■ TASK OBJECTIVE
Send back all of the records, each one exactly as written.

******************************

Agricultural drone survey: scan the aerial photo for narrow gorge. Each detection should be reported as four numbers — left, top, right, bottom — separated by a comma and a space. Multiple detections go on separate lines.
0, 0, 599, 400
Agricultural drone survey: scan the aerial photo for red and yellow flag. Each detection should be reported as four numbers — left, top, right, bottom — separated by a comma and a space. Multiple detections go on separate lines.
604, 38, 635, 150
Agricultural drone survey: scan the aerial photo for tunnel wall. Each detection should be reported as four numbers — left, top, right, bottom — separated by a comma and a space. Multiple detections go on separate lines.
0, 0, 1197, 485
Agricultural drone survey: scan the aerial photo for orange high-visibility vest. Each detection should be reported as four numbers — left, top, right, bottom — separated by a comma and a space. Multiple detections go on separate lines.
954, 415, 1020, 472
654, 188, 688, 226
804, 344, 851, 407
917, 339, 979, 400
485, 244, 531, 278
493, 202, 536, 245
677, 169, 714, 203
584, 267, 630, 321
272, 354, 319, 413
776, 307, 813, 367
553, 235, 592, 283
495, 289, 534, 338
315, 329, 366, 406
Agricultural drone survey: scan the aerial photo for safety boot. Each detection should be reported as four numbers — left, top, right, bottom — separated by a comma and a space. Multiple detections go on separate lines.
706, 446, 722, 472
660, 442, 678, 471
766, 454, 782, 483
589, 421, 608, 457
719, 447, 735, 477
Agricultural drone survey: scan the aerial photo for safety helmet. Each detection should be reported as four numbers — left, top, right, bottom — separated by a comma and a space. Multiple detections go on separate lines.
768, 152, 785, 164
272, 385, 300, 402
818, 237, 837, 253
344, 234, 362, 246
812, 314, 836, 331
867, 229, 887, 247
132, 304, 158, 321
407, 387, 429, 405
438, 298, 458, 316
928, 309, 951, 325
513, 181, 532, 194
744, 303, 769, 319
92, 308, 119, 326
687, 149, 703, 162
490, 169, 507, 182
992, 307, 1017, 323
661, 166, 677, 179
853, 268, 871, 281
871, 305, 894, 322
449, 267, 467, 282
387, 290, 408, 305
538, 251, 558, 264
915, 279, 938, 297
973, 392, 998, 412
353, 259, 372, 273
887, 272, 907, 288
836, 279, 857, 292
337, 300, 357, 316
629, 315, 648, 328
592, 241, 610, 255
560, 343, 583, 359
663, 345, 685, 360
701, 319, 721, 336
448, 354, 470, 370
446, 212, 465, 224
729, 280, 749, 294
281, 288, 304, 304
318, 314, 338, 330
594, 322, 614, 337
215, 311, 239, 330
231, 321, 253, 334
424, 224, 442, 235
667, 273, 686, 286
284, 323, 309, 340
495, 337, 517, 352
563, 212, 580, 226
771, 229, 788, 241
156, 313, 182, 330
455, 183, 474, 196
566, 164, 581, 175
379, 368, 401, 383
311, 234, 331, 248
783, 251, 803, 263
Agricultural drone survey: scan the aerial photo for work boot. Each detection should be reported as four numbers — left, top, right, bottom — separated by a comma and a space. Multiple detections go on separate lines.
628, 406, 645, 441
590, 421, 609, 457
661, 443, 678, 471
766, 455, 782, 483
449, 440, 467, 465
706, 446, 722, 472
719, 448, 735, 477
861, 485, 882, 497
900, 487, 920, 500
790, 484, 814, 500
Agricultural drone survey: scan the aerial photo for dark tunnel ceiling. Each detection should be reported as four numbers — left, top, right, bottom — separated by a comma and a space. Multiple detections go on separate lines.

******************************

■ ANSWER TO THIS PROBLEM
Agricultural drone survey: scan the aerial photo for narrow gorge. Each detection should be reported as four numbers — left, top, right, bottom — separated by a comma and a space. Multiple detections go on separate lines.
0, 0, 599, 400
Agricultural drone survey: scan the aerial photo for red and yellow flag. Each detection should be reported as four numbers — left, top, right, bottom — separated by a comma and a space. Multiple detections go on separate lines.
604, 38, 635, 150
Agricultural drone survey: scan the aerial photo for tunnel wall. Each detection should be reported as four numbers — left, top, right, bottom — separated by a comma and a space. Multiple detections go on separate lines.
0, 0, 1197, 485
Agricultural drone survey: scan the aerial photo for orange high-visibility vest. Each detection should be reported as four numbers — left, top, right, bottom — separated by a comma and a space. Multiple detections go on separate lines.
954, 415, 1020, 472
654, 188, 688, 226
804, 344, 851, 407
917, 339, 979, 400
485, 244, 531, 278
493, 202, 536, 245
677, 169, 714, 203
584, 267, 630, 321
272, 354, 319, 413
776, 307, 813, 367
553, 235, 592, 283
495, 289, 534, 338
315, 329, 366, 406
Agricultural drone survey: scan the aerial photo for safety boot. Each detection should be reported as four numbers — left, top, right, bottom — separated by a comma and a space. Multiple detections go on separate lines.
706, 446, 722, 472
660, 442, 678, 471
766, 454, 782, 483
589, 421, 608, 457
719, 447, 735, 477
Agricultural drone survey: scan the aerial photo for safety helmet. Each detection should be reported as four numbers — left, top, right, bottom — separated by a comma and a space. Multiple detections go on separate lines.
768, 152, 785, 164
272, 385, 300, 402
818, 237, 837, 253
344, 234, 362, 246
812, 314, 836, 331
867, 229, 887, 247
132, 304, 158, 321
407, 387, 429, 405
438, 298, 458, 316
928, 309, 951, 325
513, 181, 532, 194
744, 303, 769, 319
92, 308, 119, 326
687, 149, 703, 162
490, 169, 507, 182
992, 307, 1017, 323
661, 166, 677, 179
853, 268, 871, 281
871, 305, 894, 322
449, 267, 467, 282
387, 290, 408, 305
538, 251, 558, 264
915, 279, 938, 297
973, 392, 998, 412
353, 259, 372, 273
887, 272, 907, 288
836, 279, 857, 292
337, 300, 357, 316
629, 315, 648, 328
592, 241, 610, 255
560, 343, 583, 359
663, 345, 685, 360
701, 319, 721, 336
448, 354, 470, 370
446, 212, 465, 224
729, 280, 749, 294
281, 288, 304, 304
318, 314, 338, 330
594, 322, 614, 337
215, 311, 239, 330
231, 321, 253, 334
424, 224, 442, 235
667, 273, 686, 286
284, 323, 309, 340
495, 337, 517, 352
563, 212, 580, 226
771, 229, 788, 241
156, 313, 182, 330
455, 183, 474, 196
566, 164, 581, 175
379, 368, 401, 383
311, 234, 331, 248
783, 251, 803, 263
Agricultural drone survey: scan the aerial photo for work boot. Each detection should be reported as four numbers — left, top, right, bottom — separated by a comma and a space. Multiple detections go on separate lines.
628, 406, 645, 441
590, 421, 609, 457
661, 443, 678, 471
766, 455, 782, 483
449, 440, 467, 465
706, 446, 722, 472
719, 448, 735, 477
861, 485, 882, 497
900, 487, 920, 500
790, 484, 814, 500
Agricultural drone survey: scan the aerial photo for dark tunnel ceiling. Each detection should be reported as four numbers — left, top, right, bottom — separated by a comma and a space. Multiple detections go on separate lines.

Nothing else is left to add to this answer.